• SELECTION:

+ + +

The 9.6"x14" format and printing quality is amazing and to me, this is art - no flying spatulas, boring rivers, or blurry B&W with torn edges.

Photography Technique / FoCal – Long / Fast Lens Calibration
« on: February 24, 2014, 10:08:52 AM »
I've noticed a fair number of posts on using FoCal, so I thought I'd share my technique.   I’ve been using FoCal since it was in beta and over the course of time, through lots of trial & error, I’ve figured out how to reliably calibrate long lenses and fast lenses.  Here’s how I do it:

Use Manual Mode: The automated mode has never given me reliable results, at least with fast or long lenses.  It takes longer, seems to take an inordinate number of extra shots, is not repeatable, and does not result in very good results.  For lenses slower than f/2.8, it works really well, though, if your camera supports it.
Do Not Use Back Button AF: As Neuroanatomist helped me discover, Back Button AF does not (reliably or at all) record the AFMA value in the EXIF metadata.

+ + +

• RECORD EXTRACTS:
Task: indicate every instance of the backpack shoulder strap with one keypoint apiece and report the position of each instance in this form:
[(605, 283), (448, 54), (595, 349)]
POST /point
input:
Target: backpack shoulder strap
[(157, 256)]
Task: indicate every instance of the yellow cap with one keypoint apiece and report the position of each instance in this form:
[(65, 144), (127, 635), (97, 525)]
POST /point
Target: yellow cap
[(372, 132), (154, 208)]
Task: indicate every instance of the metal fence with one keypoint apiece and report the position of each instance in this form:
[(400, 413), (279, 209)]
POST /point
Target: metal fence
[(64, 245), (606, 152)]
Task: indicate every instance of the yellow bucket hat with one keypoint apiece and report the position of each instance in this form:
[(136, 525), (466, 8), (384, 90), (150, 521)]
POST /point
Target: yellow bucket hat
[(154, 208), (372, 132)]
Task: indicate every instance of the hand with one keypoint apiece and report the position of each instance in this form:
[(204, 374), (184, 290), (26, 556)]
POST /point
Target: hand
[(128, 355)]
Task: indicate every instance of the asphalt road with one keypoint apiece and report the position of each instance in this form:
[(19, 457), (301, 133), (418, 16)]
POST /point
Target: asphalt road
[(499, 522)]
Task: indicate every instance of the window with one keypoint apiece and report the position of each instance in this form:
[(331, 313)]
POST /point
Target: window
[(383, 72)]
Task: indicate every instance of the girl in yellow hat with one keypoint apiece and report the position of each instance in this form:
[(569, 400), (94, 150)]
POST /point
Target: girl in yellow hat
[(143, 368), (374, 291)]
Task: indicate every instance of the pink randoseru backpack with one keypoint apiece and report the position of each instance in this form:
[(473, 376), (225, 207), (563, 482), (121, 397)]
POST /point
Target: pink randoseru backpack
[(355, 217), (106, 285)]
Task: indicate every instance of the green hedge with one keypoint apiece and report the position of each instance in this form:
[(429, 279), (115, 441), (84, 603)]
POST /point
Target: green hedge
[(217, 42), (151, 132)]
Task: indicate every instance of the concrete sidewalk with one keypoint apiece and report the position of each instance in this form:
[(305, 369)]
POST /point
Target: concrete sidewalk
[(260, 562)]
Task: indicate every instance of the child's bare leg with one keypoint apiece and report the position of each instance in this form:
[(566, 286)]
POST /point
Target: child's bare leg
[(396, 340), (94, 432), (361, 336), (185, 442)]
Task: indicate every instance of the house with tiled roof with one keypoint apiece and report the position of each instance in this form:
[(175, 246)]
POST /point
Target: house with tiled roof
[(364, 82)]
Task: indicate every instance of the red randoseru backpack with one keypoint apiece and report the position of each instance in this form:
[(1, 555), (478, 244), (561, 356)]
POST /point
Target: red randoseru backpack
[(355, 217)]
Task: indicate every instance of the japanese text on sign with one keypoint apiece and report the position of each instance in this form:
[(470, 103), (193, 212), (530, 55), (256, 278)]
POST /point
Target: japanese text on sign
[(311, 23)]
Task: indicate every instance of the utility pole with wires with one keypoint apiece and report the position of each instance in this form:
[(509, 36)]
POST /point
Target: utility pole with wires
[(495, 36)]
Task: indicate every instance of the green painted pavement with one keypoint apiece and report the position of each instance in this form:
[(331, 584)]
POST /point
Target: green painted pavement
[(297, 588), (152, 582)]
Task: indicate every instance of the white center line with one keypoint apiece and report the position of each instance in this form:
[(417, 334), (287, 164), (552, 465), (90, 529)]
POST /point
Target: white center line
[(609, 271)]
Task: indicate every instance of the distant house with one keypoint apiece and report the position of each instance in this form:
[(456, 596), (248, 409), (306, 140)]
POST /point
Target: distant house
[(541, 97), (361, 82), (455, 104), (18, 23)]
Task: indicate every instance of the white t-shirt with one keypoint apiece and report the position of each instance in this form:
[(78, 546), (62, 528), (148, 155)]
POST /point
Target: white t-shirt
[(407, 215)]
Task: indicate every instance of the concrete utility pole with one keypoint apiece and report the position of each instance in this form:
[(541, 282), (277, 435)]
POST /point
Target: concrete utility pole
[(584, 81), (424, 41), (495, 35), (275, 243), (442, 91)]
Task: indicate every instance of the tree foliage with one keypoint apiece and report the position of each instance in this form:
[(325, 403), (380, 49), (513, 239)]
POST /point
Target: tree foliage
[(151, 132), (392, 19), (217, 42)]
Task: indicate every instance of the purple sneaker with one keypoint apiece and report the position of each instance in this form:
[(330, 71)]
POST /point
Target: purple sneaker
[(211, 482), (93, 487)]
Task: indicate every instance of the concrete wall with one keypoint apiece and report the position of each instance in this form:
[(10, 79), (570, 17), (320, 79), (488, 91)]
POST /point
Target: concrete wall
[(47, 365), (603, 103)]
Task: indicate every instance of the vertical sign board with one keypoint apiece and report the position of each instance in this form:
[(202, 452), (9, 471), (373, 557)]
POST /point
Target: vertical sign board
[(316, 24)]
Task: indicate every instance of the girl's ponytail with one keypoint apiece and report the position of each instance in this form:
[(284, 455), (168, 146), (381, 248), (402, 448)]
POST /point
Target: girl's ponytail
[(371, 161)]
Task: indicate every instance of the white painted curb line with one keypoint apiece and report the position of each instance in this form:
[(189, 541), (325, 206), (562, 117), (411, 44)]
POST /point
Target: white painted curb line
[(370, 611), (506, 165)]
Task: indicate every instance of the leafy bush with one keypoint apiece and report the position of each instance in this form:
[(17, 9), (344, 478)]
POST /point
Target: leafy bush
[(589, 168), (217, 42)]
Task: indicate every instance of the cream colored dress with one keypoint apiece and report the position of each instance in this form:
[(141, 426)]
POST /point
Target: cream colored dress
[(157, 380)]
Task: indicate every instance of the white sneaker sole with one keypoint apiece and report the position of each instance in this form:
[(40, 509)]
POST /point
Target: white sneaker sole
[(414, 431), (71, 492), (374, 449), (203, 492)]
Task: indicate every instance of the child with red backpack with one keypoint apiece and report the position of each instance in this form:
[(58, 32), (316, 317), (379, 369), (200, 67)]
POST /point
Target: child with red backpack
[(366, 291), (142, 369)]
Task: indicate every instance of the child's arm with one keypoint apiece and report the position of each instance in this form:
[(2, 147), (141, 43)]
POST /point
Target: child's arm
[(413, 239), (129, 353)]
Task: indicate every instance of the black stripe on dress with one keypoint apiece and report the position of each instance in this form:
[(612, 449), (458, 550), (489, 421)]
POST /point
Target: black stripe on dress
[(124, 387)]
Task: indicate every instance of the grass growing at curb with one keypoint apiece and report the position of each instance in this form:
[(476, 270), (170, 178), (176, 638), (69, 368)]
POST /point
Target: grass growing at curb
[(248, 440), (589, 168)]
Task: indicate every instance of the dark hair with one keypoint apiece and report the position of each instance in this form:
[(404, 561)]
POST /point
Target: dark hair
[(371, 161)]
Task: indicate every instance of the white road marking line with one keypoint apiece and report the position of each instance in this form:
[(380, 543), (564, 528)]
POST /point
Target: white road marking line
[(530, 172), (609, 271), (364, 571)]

+ + +

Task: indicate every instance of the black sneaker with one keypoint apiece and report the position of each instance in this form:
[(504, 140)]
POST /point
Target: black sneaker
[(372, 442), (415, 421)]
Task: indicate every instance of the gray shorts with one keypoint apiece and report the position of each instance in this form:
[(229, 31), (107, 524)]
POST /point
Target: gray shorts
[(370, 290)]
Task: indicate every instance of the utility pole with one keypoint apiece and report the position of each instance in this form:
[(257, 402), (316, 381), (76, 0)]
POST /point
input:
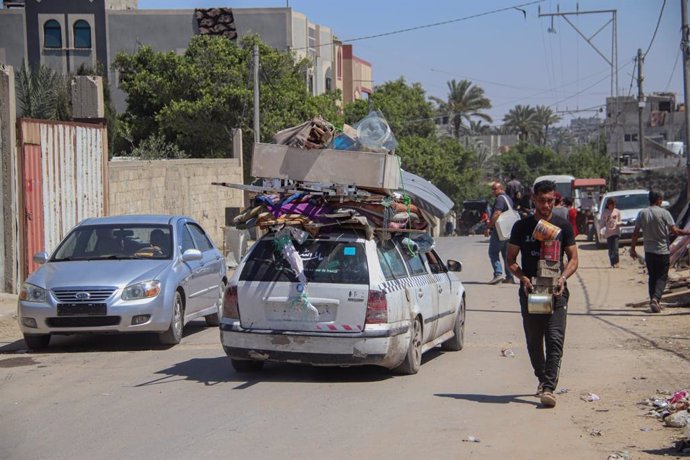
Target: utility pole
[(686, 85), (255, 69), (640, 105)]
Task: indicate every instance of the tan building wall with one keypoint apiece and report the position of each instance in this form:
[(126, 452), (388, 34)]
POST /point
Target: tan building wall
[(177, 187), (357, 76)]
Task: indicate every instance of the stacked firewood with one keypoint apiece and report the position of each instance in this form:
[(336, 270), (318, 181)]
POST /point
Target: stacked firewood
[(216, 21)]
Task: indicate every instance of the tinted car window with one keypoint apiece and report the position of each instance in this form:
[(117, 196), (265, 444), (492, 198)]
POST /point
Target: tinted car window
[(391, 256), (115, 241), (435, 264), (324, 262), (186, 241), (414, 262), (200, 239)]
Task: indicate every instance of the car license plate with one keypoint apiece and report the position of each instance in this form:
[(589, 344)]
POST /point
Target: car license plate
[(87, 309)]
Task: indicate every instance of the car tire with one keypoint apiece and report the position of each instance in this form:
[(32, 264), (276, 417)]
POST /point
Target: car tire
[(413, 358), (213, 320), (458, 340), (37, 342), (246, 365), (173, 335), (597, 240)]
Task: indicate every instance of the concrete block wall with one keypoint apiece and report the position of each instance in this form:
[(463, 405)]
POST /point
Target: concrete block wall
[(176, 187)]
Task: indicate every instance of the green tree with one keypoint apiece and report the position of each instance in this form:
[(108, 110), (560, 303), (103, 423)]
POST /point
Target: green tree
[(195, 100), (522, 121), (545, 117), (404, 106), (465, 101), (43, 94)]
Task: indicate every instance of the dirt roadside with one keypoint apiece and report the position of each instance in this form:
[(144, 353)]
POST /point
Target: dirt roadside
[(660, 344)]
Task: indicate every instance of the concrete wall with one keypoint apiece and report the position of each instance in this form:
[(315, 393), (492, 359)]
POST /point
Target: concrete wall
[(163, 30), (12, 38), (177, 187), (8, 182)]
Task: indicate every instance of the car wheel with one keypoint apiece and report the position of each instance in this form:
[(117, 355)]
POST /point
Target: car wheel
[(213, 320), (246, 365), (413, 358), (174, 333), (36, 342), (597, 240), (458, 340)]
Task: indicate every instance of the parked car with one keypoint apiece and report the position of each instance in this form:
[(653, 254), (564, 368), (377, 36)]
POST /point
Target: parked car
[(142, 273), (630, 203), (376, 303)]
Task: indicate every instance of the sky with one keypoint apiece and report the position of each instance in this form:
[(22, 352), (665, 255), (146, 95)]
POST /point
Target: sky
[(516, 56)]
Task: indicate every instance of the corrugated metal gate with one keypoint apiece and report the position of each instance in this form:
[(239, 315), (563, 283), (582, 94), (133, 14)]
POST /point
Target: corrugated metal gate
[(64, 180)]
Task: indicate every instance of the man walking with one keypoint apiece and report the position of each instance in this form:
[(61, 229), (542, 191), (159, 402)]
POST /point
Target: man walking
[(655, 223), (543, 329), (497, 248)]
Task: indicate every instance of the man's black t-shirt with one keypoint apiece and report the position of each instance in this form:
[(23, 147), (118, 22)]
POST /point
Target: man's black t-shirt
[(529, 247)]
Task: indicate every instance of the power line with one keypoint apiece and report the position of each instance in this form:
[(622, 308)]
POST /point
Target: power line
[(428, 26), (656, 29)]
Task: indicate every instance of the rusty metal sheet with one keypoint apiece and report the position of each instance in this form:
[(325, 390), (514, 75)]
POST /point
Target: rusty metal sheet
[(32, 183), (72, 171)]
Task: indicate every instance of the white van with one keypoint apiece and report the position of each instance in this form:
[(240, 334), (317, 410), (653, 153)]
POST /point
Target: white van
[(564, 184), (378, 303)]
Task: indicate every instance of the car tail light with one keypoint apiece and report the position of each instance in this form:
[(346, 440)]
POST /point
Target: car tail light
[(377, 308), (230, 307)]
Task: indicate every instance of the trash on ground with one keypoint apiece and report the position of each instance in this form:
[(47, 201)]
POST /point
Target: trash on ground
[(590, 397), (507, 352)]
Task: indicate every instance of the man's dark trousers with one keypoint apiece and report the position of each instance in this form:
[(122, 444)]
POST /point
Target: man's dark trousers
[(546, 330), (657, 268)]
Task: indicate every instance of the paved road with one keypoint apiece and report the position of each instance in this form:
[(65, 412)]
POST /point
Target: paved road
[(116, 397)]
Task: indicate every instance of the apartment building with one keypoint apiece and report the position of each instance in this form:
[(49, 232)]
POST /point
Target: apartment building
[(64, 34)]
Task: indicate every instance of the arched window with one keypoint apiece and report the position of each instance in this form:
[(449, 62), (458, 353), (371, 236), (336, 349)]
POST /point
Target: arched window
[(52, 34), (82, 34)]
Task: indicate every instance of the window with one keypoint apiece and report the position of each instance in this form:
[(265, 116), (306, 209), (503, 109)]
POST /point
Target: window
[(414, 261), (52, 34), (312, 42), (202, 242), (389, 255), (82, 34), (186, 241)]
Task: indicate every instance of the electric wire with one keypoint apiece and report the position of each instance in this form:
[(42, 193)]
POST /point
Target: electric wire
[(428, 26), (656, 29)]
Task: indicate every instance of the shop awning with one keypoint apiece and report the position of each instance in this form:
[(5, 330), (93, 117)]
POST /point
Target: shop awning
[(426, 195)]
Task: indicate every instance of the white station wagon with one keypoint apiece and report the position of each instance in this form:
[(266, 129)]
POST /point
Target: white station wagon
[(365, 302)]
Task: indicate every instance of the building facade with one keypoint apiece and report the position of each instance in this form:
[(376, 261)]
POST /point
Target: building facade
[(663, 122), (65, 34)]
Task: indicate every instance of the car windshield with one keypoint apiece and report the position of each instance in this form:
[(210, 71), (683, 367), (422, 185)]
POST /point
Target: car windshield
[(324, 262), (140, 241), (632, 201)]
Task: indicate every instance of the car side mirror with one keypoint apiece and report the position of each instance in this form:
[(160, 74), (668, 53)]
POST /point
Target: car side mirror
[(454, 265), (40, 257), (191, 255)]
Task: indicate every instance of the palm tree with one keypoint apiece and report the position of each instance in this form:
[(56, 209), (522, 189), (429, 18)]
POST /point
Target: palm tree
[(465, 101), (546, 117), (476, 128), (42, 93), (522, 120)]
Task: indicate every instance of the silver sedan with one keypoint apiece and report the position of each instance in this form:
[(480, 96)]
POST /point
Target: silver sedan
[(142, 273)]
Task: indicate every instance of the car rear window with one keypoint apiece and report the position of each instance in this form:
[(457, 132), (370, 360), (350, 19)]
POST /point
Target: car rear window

+ + +

• TO BE DONE: Print the passage of the FoCal calibration post starting at "I've noticed a" and ending at "the EXIF metadata.".

• COMPLETE ANSWER:
I've noticed a fair number of posts on using FoCal, so I thought I'd share my technique.   I’ve been using FoCal since it was in beta and over the course of time, through lots of trial & error, I’ve figured out how to reliably calibrate long lenses and fast lenses.  Here’s how I do it:

Use Manual Mode: The automated mode has never given me reliable results, at least with fast or long lenses.  It takes longer, seems to take an inordinate number of extra shots, is not repeatable, and does not result in very good results.  For lenses slower than f/2.8, it works really well, though, if your camera supports it.
Do Not Use Back Button AF: As Neuroanatomist helped me discover, Back Button AF does not (reliably or at all) record the AFMA value in the EXIF metadata.